• **EXERCISE OBJECTIVE**
Swap "chalet" for "cabin" in the records from the line containing "Could you point to the main" up to and including the final line, and reproduce those lines with nothing else altered.
[BEGIN]
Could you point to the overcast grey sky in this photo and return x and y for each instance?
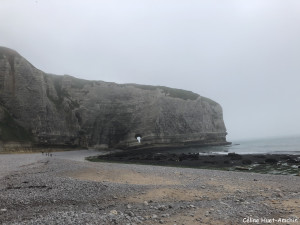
(244, 54)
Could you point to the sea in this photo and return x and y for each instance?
(279, 145)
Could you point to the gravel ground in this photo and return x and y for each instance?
(65, 189)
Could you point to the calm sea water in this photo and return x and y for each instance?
(284, 145)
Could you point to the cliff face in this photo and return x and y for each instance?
(51, 110)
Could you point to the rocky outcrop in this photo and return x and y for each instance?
(49, 110)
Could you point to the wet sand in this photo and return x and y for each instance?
(65, 189)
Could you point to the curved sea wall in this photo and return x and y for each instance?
(50, 110)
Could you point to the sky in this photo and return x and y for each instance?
(243, 54)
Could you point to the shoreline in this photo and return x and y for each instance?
(283, 164)
(56, 190)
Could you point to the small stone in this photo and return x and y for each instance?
(130, 214)
(162, 208)
(113, 212)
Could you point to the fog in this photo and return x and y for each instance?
(243, 54)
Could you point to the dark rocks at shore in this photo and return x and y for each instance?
(231, 161)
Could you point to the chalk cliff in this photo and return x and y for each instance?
(42, 109)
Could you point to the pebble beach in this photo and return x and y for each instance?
(66, 189)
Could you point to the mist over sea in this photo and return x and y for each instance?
(282, 145)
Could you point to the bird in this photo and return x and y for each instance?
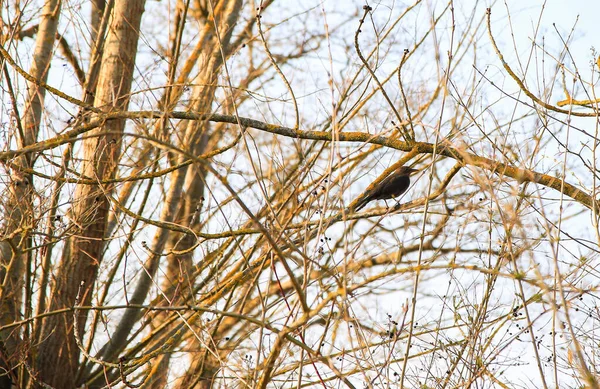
(396, 183)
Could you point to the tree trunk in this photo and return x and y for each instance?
(79, 264)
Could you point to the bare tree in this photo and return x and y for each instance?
(179, 196)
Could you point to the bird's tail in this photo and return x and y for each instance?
(361, 204)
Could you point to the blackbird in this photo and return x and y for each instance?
(392, 186)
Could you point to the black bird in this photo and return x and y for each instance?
(392, 186)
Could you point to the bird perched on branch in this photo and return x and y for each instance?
(392, 186)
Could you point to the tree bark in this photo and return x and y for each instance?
(79, 264)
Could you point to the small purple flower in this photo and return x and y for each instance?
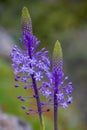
(30, 66)
(57, 84)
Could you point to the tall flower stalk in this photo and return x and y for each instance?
(58, 90)
(57, 75)
(30, 65)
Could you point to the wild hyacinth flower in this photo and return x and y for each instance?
(58, 90)
(29, 66)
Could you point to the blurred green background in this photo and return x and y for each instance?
(65, 20)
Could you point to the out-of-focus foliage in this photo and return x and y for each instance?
(65, 20)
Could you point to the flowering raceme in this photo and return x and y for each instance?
(58, 84)
(29, 65)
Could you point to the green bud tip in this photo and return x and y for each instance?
(57, 53)
(26, 20)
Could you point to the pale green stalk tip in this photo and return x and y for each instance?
(57, 52)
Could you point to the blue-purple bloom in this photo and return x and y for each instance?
(29, 65)
(58, 83)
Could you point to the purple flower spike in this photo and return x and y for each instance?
(30, 66)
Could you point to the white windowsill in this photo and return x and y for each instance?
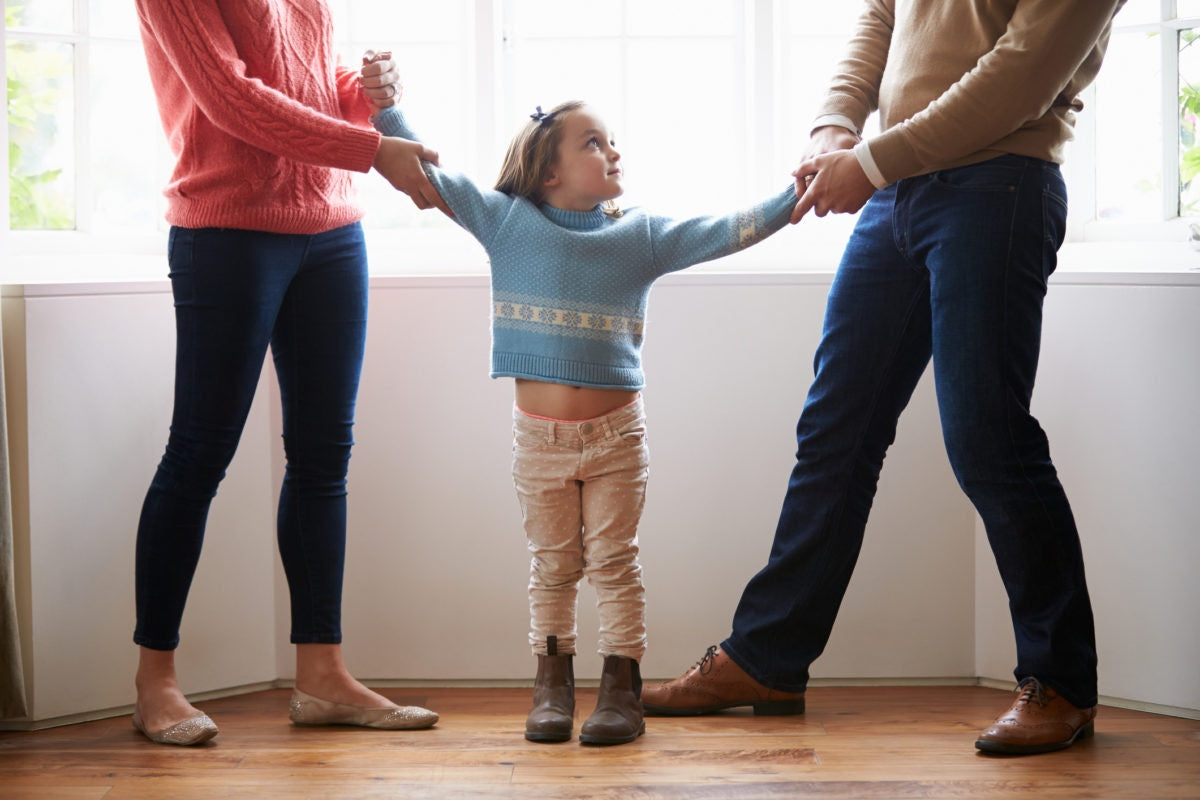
(66, 263)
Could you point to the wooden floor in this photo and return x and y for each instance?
(853, 743)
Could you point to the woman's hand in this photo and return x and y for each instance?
(400, 162)
(379, 79)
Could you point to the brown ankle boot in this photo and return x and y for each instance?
(553, 697)
(618, 715)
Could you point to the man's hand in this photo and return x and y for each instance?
(829, 178)
(400, 162)
(379, 79)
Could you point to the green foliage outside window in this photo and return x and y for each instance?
(35, 202)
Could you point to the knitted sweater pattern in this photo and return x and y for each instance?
(569, 288)
(958, 82)
(262, 120)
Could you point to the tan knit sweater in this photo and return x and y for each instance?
(958, 82)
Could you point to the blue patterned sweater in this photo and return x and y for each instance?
(569, 288)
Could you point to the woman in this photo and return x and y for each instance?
(265, 248)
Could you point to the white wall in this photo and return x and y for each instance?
(437, 565)
(99, 391)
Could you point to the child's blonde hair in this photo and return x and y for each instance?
(533, 152)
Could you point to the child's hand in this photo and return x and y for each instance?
(379, 79)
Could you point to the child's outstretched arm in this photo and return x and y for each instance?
(679, 244)
(480, 211)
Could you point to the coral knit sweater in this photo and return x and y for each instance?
(263, 121)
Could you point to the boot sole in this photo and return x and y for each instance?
(1085, 731)
(766, 709)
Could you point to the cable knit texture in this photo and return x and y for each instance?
(570, 288)
(264, 124)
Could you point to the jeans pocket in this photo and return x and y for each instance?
(1001, 174)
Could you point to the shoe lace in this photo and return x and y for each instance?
(1032, 691)
(706, 663)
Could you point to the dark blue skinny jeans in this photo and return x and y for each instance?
(952, 265)
(237, 293)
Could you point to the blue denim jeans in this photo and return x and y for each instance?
(237, 293)
(952, 265)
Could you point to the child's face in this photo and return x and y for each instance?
(587, 170)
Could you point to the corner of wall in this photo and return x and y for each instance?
(17, 422)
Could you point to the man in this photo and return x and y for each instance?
(965, 209)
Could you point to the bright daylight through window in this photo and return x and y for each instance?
(711, 101)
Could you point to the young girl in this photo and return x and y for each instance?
(570, 280)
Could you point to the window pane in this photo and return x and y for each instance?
(808, 18)
(1138, 12)
(435, 103)
(1189, 122)
(55, 16)
(564, 18)
(682, 18)
(41, 124)
(1128, 130)
(384, 24)
(115, 18)
(129, 160)
(679, 160)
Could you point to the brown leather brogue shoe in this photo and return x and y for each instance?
(1038, 722)
(717, 683)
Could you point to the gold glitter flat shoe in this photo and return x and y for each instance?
(307, 709)
(193, 731)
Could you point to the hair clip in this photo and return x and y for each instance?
(541, 116)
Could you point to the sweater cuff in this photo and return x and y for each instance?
(863, 152)
(839, 120)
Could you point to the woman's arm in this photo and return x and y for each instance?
(480, 211)
(190, 38)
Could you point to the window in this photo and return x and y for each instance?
(81, 125)
(711, 102)
(1145, 112)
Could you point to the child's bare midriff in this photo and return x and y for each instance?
(563, 402)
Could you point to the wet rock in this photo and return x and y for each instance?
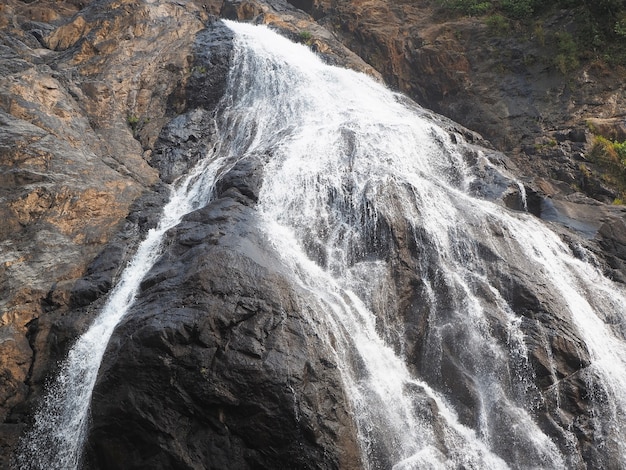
(216, 366)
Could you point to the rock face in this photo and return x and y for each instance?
(103, 103)
(217, 359)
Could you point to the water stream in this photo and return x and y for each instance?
(358, 188)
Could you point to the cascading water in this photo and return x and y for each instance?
(55, 441)
(373, 210)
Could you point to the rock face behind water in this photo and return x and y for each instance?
(218, 365)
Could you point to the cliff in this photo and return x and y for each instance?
(104, 103)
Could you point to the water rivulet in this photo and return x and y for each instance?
(465, 335)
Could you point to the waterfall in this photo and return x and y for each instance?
(373, 208)
(61, 423)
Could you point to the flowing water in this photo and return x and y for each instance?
(374, 209)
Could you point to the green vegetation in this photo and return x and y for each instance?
(498, 25)
(598, 30)
(567, 58)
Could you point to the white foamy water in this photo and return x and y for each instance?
(361, 192)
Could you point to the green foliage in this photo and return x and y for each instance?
(566, 59)
(518, 9)
(305, 37)
(599, 26)
(610, 156)
(620, 25)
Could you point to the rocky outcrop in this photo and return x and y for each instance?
(215, 366)
(103, 103)
(82, 100)
(99, 107)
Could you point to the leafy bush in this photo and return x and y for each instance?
(610, 156)
(497, 24)
(567, 57)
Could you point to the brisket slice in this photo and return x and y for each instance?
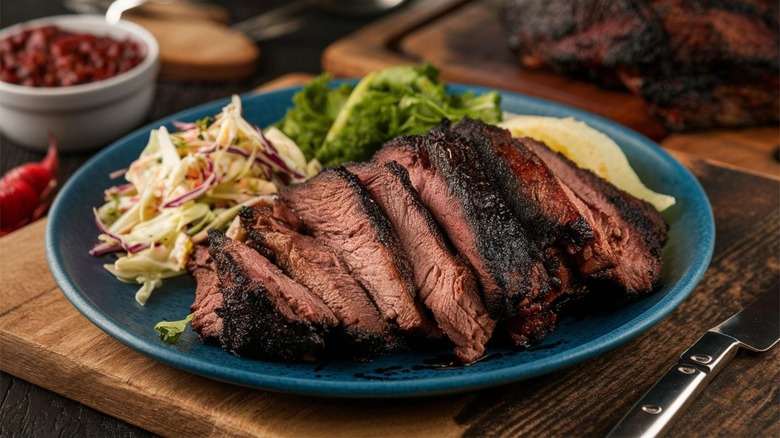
(529, 187)
(458, 189)
(546, 210)
(309, 262)
(208, 295)
(264, 313)
(629, 233)
(337, 209)
(446, 284)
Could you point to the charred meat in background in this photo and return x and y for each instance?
(309, 262)
(528, 186)
(456, 187)
(700, 64)
(265, 314)
(446, 285)
(337, 209)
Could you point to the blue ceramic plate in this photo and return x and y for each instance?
(111, 305)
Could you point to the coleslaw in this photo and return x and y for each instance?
(185, 183)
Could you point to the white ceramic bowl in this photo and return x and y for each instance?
(85, 116)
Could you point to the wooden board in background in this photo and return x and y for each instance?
(466, 40)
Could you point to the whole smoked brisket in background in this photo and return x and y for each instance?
(698, 63)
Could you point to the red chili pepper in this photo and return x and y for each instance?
(26, 191)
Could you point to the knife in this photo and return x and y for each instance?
(756, 328)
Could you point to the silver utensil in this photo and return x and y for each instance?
(756, 328)
(268, 25)
(277, 22)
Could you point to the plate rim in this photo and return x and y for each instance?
(394, 388)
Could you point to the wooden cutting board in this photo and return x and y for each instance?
(45, 340)
(466, 40)
(196, 42)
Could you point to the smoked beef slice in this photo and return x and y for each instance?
(264, 313)
(446, 285)
(337, 209)
(309, 262)
(457, 188)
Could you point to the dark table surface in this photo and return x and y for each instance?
(29, 410)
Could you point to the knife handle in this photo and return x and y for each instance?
(655, 412)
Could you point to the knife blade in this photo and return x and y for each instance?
(756, 328)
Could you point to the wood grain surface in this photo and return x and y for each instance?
(46, 341)
(467, 41)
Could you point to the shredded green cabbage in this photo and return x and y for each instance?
(185, 183)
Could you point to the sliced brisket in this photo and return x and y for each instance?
(445, 283)
(529, 187)
(337, 209)
(309, 262)
(458, 189)
(629, 233)
(265, 314)
(208, 295)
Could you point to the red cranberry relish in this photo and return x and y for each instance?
(51, 57)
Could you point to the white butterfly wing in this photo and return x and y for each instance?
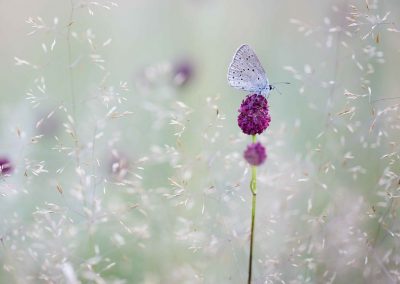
(246, 73)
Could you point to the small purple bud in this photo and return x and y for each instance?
(254, 115)
(182, 73)
(255, 154)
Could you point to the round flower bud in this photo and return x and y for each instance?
(255, 154)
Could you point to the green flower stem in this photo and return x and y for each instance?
(253, 188)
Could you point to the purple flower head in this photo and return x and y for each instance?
(254, 115)
(5, 166)
(255, 154)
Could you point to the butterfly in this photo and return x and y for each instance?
(246, 73)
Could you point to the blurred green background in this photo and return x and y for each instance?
(121, 132)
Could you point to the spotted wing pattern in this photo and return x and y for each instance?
(246, 73)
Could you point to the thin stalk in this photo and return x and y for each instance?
(253, 188)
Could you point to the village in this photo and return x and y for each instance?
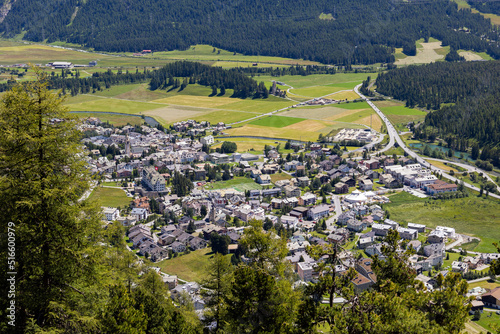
(319, 198)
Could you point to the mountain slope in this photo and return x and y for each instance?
(360, 31)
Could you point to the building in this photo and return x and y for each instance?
(440, 187)
(407, 233)
(152, 180)
(61, 64)
(305, 271)
(307, 199)
(140, 213)
(111, 213)
(381, 230)
(319, 212)
(208, 140)
(492, 298)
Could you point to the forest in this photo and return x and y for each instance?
(359, 32)
(465, 97)
(206, 75)
(485, 6)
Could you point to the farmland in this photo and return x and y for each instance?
(194, 101)
(454, 213)
(112, 197)
(398, 114)
(189, 267)
(277, 121)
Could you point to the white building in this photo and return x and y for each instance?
(449, 231)
(208, 140)
(152, 179)
(111, 213)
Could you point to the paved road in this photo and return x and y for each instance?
(395, 138)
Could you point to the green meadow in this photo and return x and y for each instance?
(475, 216)
(277, 121)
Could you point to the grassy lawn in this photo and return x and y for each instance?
(304, 130)
(277, 121)
(488, 285)
(203, 52)
(398, 114)
(239, 183)
(453, 257)
(487, 322)
(114, 105)
(457, 213)
(441, 165)
(116, 120)
(111, 197)
(280, 176)
(189, 267)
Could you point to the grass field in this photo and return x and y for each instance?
(307, 130)
(116, 120)
(190, 267)
(280, 176)
(426, 53)
(206, 53)
(239, 183)
(398, 114)
(441, 165)
(111, 197)
(251, 145)
(487, 322)
(457, 213)
(277, 121)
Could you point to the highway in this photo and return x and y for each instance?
(395, 138)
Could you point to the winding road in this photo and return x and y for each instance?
(395, 138)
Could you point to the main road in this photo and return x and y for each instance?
(394, 138)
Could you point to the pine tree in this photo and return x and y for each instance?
(42, 180)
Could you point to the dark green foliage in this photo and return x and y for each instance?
(453, 56)
(485, 6)
(219, 243)
(472, 87)
(205, 75)
(181, 185)
(361, 32)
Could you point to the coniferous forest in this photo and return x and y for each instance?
(358, 31)
(465, 97)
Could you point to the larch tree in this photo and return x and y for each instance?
(43, 180)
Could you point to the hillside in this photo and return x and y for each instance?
(359, 32)
(465, 96)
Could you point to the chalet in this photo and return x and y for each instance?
(319, 212)
(365, 184)
(492, 298)
(440, 187)
(349, 181)
(341, 188)
(307, 199)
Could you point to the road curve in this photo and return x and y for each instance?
(394, 138)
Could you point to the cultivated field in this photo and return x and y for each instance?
(398, 114)
(238, 183)
(205, 53)
(453, 213)
(112, 197)
(189, 267)
(427, 53)
(252, 145)
(276, 121)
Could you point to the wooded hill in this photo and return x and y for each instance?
(359, 31)
(472, 92)
(485, 6)
(205, 75)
[END]
• **COMPLETE ANSWER**
Could you point to the main road in this photo and return x and y for each instance?
(394, 138)
Could you point to the pine tree in this photo and return x and y for each instance?
(42, 180)
Could you point to the dark green foliage in this photo and return x and y for each instance?
(453, 56)
(485, 6)
(219, 243)
(472, 87)
(205, 75)
(181, 185)
(361, 32)
Could you point to the coniferous forest in this photo and return x and y for each instance?
(358, 31)
(465, 97)
Could you point to the larch tree in this photo and return x and y for each instance?
(43, 180)
Could you point to the hillside in this photo and return x and y for each instance?
(359, 32)
(465, 96)
Could you point to the cabin in this photo and return x and y for each instance?
(319, 212)
(365, 184)
(492, 298)
(440, 187)
(349, 181)
(341, 188)
(307, 199)
Could you point to the road curve in this photo and return x and y for each instance?
(394, 138)
Could you point to the cultivated field in this photo and return x and y for each instance?
(398, 114)
(238, 183)
(205, 53)
(453, 213)
(112, 197)
(189, 267)
(427, 53)
(252, 145)
(276, 121)
Could you point to the wooded hill in this photo and return x and y for each instance?
(359, 31)
(472, 92)
(485, 6)
(205, 75)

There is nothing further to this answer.